PROBLEM STATEMENT:
Write all of these lines out again, replacing every "instance" with "object" and changing nothing else.

RECORDS FOR PROCESSING:
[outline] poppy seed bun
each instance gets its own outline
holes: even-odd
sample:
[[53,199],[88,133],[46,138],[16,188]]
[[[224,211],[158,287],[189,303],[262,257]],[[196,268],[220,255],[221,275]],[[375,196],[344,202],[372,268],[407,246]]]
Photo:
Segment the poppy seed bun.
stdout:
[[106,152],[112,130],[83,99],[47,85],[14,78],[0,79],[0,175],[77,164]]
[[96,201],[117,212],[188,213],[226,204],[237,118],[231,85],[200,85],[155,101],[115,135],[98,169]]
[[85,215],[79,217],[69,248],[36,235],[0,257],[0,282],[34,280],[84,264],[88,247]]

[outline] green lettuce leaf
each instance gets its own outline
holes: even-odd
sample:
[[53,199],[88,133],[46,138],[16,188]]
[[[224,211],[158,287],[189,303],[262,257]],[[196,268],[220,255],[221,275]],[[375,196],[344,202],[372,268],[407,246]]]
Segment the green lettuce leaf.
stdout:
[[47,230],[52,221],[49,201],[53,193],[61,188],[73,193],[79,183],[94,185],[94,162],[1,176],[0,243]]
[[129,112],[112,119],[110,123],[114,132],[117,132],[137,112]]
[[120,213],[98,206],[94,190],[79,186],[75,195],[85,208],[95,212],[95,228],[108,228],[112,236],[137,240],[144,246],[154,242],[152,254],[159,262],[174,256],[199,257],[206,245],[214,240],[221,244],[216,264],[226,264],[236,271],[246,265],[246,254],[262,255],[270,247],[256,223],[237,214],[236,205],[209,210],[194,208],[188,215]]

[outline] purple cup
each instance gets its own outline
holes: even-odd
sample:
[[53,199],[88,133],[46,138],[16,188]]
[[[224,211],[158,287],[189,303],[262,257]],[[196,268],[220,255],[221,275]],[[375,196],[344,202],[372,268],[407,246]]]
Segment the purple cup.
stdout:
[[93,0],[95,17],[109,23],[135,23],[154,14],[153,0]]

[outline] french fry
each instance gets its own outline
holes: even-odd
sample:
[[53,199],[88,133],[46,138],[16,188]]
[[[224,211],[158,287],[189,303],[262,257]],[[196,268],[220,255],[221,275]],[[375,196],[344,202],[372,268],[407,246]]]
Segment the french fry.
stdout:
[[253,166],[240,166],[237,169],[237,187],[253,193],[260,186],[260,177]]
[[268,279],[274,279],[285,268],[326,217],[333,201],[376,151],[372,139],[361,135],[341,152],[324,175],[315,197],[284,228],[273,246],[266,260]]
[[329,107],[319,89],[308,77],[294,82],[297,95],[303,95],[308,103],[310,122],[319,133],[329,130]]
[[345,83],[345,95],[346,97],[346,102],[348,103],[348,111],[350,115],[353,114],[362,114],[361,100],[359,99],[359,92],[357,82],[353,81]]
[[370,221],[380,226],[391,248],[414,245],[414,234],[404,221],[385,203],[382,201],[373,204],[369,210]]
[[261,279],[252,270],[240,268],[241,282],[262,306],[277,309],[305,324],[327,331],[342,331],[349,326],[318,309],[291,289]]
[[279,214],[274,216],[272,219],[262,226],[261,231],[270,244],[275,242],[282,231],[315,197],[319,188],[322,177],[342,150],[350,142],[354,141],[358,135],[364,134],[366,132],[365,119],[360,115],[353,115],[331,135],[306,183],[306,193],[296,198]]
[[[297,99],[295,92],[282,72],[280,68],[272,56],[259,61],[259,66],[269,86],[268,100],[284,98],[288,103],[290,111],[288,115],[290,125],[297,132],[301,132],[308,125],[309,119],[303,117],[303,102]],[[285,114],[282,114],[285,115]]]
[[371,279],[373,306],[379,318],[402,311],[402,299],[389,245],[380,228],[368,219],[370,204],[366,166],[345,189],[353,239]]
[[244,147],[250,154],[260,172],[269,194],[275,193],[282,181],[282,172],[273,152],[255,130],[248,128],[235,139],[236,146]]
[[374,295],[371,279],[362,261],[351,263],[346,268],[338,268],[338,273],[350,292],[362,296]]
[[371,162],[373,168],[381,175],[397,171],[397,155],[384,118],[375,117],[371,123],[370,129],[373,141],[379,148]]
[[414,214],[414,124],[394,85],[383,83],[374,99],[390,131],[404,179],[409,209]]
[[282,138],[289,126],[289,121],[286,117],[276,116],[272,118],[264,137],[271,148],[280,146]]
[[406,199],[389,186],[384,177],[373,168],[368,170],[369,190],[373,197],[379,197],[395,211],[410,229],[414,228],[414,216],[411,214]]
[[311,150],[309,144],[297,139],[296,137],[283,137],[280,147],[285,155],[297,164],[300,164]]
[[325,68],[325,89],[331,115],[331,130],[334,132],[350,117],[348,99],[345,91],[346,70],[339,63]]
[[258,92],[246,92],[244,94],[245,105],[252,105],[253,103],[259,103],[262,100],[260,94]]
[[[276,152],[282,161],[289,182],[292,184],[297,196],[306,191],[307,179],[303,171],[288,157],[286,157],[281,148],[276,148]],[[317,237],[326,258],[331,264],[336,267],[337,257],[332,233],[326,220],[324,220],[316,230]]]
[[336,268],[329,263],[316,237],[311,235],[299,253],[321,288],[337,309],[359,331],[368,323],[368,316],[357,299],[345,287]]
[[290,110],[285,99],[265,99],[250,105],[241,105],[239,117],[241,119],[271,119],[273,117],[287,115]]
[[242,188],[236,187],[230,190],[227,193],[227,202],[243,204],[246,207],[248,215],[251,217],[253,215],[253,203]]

OUTPUT:
[outline] poppy seed bun
each object gets its own outline
holes: even-odd
sample:
[[53,199],[88,133],[46,138],[16,188]]
[[[224,211],[158,287],[189,303],[262,257]],[[196,268],[220,255],[221,275]],[[375,196],[344,202],[372,268],[407,246]]]
Photo:
Segment the poppy seed bun.
stdout:
[[106,152],[112,130],[83,99],[47,85],[14,78],[0,79],[0,175],[77,164]]
[[96,201],[117,212],[188,213],[226,204],[237,118],[231,85],[200,85],[155,101],[115,135],[98,169]]
[[85,215],[79,217],[69,248],[36,235],[0,257],[0,282],[34,280],[84,264],[88,247]]

[outline] green lettuce leaf
each object gets its own outline
holes: even-odd
sample:
[[53,199],[88,133],[46,138],[16,188]]
[[[224,211],[158,287],[189,303],[262,257]],[[196,268],[220,255],[221,275]],[[375,196],[344,202],[372,268],[407,246]]]
Segment the green lettuce leaf.
stdout:
[[47,230],[52,221],[49,201],[53,193],[61,188],[73,193],[79,183],[94,185],[94,162],[1,176],[0,243]]
[[129,112],[112,119],[110,123],[114,132],[117,132],[137,112]]
[[120,213],[98,206],[94,190],[79,186],[75,195],[85,208],[95,212],[95,228],[108,228],[112,236],[137,240],[144,246],[154,242],[152,254],[159,262],[174,256],[199,257],[206,245],[214,240],[221,244],[216,264],[226,264],[236,271],[246,265],[246,254],[262,255],[270,247],[256,223],[237,214],[236,205],[209,210],[194,208],[188,215]]

[outline] purple cup
each object gets its own outline
holes: even-odd
sample:
[[53,199],[88,133],[46,138],[16,188]]
[[[224,211],[158,287],[189,303],[262,257]],[[196,268],[220,255],[221,275]],[[375,196],[344,202],[372,268],[407,246]]]
Segment the purple cup.
stdout:
[[93,0],[95,17],[109,23],[135,23],[154,14],[153,0]]

[outline] french fry
each object gets its own outline
holes: even-odd
sample:
[[53,199],[88,133],[46,138],[16,188]]
[[[224,211],[158,287],[189,303],[262,257]],[[196,268],[220,255],[221,275]],[[375,196],[344,202],[372,268],[407,246]]]
Segment the french fry.
stdout:
[[253,166],[240,166],[237,169],[237,187],[253,193],[260,186],[260,177]]
[[268,279],[274,279],[285,268],[326,217],[333,201],[376,151],[372,139],[361,135],[341,152],[324,175],[315,197],[284,228],[273,246],[266,260]]
[[329,107],[319,89],[308,77],[294,82],[297,95],[303,95],[308,103],[310,122],[319,133],[329,130]]
[[345,83],[345,95],[346,97],[346,102],[348,103],[348,111],[350,115],[353,114],[362,114],[361,100],[359,99],[359,92],[357,82],[353,81]]
[[370,221],[380,226],[391,248],[414,245],[414,234],[404,221],[385,203],[382,201],[373,204],[369,210]]
[[261,279],[252,270],[240,268],[241,282],[262,306],[277,309],[305,324],[327,331],[342,331],[349,326],[318,309],[291,289]]
[[279,214],[274,216],[272,219],[262,226],[261,231],[270,244],[275,242],[282,231],[315,197],[319,188],[322,177],[342,150],[350,142],[354,141],[358,135],[364,134],[366,132],[365,119],[360,115],[353,115],[331,135],[306,183],[306,193],[296,198]]
[[[297,99],[295,92],[282,72],[280,68],[272,56],[259,61],[259,66],[269,86],[268,100],[284,98],[288,103],[290,111],[288,115],[290,125],[297,132],[301,132],[308,125],[309,119],[303,117],[303,102]],[[285,114],[282,114],[285,115]]]
[[371,279],[373,306],[379,318],[402,311],[402,299],[389,245],[380,228],[368,219],[370,204],[366,166],[345,189],[353,239]]
[[244,147],[250,154],[260,172],[269,194],[275,193],[282,181],[282,172],[273,152],[255,130],[248,128],[235,139],[236,146]]
[[374,295],[371,279],[362,261],[351,263],[346,268],[338,268],[338,273],[350,292],[362,296]]
[[371,162],[373,168],[381,175],[397,171],[397,155],[384,118],[375,117],[371,123],[370,129],[373,141],[379,148]]
[[414,214],[414,124],[394,85],[383,83],[374,99],[390,131],[404,179],[409,209]]
[[282,138],[289,126],[289,121],[286,117],[276,116],[272,118],[264,137],[271,148],[280,146]]
[[406,199],[389,186],[384,177],[373,168],[368,170],[369,190],[373,197],[379,197],[395,211],[410,229],[414,228],[414,216],[411,214]]
[[311,150],[309,144],[297,139],[296,137],[283,137],[280,147],[285,155],[297,164],[300,164]]
[[325,68],[325,89],[331,115],[331,130],[334,132],[350,117],[348,99],[345,91],[346,70],[339,63]]
[[258,92],[246,92],[244,94],[245,105],[252,105],[253,103],[259,103],[262,100],[260,94]]
[[[276,152],[282,161],[289,182],[292,184],[297,196],[306,191],[307,179],[303,171],[288,157],[286,157],[281,148],[276,148]],[[317,237],[326,258],[331,264],[336,267],[337,257],[332,233],[326,220],[324,220],[316,230]]]
[[336,268],[329,263],[316,237],[311,235],[299,253],[321,288],[337,309],[359,331],[368,323],[368,316],[357,299],[345,287]]
[[290,110],[285,99],[265,99],[250,105],[241,105],[239,117],[241,119],[271,119],[273,117],[287,115]]
[[242,188],[236,187],[230,190],[227,193],[227,202],[243,204],[246,207],[248,215],[251,217],[253,215],[253,203]]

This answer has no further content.